- **Work to be completed**
Scan the listing for the word "example" and give the number of lines where it appears, with no other text.
**** Data for analysis
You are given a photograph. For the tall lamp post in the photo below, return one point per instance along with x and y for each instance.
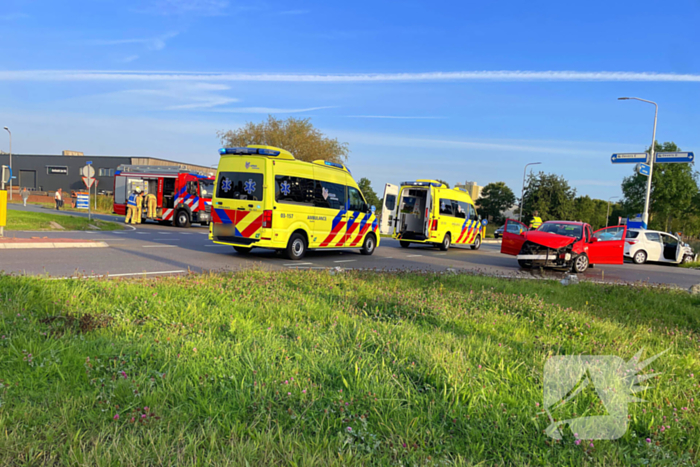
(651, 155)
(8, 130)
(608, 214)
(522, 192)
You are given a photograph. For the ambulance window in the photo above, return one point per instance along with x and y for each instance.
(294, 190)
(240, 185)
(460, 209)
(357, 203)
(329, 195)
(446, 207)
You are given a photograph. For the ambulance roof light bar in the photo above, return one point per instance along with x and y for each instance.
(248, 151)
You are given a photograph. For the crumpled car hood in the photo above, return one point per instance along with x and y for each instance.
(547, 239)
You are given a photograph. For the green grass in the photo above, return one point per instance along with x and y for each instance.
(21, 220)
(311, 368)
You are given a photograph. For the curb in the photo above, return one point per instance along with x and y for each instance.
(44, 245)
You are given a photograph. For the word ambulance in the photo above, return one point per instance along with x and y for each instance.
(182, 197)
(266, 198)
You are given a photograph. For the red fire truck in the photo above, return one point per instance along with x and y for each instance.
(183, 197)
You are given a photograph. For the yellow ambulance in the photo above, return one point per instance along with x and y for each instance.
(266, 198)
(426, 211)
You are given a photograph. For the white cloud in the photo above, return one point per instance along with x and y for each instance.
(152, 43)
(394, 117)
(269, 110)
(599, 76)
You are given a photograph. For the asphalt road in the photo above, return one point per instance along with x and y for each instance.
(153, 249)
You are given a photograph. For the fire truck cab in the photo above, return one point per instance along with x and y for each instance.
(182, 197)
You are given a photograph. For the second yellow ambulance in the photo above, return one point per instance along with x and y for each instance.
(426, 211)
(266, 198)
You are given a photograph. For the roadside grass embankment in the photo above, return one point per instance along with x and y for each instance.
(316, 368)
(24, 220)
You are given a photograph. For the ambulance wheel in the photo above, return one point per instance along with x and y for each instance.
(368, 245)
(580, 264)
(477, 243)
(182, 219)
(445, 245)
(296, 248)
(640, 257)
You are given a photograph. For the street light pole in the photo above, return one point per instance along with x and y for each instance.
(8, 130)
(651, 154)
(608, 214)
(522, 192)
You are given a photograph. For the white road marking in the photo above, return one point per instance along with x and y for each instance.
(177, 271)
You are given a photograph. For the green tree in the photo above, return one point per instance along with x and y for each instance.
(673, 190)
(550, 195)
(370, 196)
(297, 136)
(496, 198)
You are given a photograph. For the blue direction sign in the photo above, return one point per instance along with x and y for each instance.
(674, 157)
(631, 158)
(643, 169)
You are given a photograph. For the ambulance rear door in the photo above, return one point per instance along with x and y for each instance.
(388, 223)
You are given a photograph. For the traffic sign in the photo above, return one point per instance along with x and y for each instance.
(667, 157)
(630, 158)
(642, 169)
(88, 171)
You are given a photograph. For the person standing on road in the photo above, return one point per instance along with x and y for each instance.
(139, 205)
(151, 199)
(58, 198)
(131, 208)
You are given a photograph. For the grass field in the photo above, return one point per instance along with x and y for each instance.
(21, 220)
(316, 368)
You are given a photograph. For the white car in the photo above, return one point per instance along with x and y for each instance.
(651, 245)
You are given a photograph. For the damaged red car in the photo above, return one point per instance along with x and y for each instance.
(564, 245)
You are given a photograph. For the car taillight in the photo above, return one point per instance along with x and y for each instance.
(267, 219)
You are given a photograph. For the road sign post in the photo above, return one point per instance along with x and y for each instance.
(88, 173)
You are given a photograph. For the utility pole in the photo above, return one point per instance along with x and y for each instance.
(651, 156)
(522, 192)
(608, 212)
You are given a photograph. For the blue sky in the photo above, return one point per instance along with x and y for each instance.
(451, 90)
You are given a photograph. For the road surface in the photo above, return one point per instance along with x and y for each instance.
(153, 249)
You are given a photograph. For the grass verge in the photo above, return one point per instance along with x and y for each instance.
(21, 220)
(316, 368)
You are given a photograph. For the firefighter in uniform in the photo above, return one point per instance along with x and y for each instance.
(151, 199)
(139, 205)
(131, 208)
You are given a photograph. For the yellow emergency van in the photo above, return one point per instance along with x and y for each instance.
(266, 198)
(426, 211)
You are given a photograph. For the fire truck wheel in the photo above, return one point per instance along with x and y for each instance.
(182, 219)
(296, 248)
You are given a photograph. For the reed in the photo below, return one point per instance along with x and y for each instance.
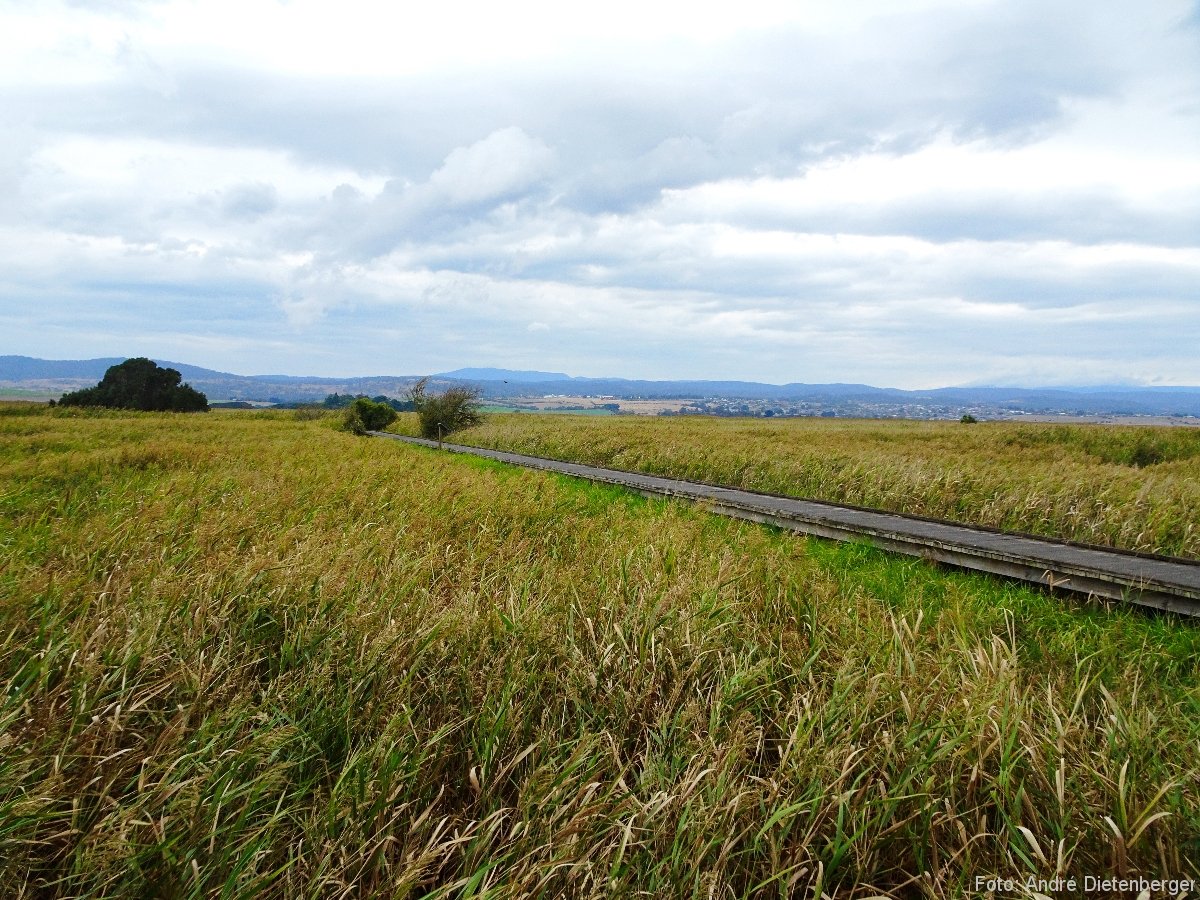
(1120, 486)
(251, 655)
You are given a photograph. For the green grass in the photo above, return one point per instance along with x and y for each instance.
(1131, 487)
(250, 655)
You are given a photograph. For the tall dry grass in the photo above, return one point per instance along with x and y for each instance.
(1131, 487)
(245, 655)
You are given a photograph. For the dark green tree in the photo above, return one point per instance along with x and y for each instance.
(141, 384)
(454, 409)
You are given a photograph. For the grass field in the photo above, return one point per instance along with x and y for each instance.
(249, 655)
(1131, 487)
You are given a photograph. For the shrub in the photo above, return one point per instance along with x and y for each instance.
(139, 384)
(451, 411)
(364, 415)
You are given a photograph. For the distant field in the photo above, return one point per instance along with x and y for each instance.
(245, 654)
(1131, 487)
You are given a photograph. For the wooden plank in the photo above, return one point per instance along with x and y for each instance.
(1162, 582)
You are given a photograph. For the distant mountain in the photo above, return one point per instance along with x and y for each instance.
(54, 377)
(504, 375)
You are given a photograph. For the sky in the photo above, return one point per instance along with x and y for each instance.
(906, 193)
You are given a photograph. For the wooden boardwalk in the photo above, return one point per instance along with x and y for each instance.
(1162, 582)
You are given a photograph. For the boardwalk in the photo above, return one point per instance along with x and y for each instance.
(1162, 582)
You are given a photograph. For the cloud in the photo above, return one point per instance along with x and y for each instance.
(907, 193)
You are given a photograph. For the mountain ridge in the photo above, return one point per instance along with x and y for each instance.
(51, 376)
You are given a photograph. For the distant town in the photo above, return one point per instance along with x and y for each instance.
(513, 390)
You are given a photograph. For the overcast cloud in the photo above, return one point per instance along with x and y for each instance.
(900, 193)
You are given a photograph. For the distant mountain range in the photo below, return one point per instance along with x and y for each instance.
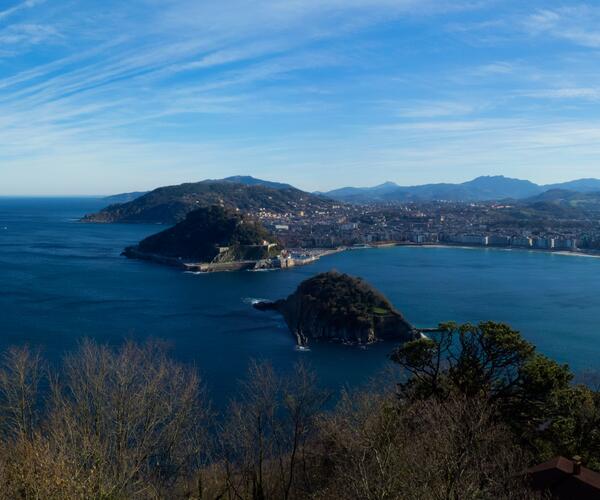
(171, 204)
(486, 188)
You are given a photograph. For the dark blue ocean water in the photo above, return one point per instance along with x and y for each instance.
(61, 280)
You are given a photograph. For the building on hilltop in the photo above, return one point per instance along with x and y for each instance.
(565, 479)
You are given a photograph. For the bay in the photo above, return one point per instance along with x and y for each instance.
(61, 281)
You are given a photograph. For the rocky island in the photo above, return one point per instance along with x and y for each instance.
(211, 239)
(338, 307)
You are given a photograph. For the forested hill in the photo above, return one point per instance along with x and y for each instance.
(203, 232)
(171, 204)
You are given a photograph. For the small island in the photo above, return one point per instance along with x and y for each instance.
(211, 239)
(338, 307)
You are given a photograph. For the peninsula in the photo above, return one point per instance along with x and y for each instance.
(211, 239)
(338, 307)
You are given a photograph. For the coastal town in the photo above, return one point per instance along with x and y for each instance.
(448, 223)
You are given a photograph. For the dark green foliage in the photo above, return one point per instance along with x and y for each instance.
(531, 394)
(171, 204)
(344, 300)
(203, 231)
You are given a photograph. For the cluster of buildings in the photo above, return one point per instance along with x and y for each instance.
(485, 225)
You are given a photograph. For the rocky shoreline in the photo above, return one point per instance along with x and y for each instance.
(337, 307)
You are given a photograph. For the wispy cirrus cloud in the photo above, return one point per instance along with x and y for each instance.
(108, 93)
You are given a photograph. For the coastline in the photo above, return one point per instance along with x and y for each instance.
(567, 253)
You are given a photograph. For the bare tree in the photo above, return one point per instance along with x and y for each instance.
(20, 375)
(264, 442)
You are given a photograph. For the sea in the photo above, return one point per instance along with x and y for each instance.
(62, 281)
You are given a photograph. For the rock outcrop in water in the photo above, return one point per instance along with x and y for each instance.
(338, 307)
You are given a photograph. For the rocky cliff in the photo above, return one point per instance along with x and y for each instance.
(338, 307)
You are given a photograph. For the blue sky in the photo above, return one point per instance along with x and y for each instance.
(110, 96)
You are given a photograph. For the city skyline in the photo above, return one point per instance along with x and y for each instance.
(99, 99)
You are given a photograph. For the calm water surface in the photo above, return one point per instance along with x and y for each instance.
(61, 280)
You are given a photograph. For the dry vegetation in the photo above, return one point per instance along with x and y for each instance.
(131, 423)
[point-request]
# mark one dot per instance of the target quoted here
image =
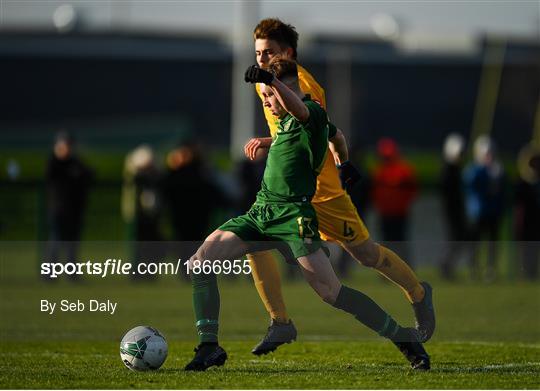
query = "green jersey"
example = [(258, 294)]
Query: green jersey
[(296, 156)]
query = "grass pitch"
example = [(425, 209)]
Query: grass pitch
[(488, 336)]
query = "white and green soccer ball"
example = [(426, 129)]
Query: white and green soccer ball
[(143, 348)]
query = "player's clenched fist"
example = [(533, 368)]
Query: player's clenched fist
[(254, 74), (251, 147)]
********
- **Exercise output**
4